▶ [Given information]:
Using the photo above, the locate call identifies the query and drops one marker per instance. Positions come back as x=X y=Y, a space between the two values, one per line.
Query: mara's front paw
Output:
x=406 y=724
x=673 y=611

==

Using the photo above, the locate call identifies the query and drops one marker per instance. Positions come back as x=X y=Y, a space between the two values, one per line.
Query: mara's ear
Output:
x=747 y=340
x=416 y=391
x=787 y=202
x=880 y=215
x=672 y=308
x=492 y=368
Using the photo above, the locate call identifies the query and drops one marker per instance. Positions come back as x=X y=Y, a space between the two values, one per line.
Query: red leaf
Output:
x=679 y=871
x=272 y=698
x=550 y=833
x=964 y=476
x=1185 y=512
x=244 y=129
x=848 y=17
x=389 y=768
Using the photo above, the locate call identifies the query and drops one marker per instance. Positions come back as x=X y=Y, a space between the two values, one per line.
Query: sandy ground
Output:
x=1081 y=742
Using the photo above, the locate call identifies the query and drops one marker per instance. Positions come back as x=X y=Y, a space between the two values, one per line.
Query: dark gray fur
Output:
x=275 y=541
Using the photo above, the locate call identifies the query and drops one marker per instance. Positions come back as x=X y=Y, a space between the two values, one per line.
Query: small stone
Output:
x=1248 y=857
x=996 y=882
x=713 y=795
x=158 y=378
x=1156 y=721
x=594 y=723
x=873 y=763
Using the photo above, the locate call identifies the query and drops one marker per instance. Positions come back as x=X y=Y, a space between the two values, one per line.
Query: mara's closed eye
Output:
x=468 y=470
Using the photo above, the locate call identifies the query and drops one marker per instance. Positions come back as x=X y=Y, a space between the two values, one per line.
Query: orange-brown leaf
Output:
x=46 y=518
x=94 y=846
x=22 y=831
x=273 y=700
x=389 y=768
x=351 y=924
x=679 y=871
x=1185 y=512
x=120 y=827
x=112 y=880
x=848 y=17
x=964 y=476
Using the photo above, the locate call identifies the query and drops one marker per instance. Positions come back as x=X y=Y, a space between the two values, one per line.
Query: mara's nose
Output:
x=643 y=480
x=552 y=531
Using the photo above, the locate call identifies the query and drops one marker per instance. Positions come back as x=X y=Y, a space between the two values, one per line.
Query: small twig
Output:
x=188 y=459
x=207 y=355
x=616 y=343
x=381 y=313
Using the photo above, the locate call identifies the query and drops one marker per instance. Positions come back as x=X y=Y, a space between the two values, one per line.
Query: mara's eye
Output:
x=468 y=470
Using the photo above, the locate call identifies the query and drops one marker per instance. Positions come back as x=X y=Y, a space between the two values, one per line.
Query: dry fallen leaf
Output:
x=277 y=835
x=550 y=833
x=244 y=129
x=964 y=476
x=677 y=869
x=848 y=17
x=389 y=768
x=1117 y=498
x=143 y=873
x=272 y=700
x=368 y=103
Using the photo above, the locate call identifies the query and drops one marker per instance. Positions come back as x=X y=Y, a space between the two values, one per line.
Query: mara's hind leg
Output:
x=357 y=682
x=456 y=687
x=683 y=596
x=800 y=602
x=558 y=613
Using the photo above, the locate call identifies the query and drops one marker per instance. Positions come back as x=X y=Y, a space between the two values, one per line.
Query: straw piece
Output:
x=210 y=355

▶ [Work instructions]:
Gather every line of the records above that contains the word "leaf" and copy each one out in full.

▶ [Response below]:
Query: red leaf
Query: orange-brown leaf
Query: dry fallen leaf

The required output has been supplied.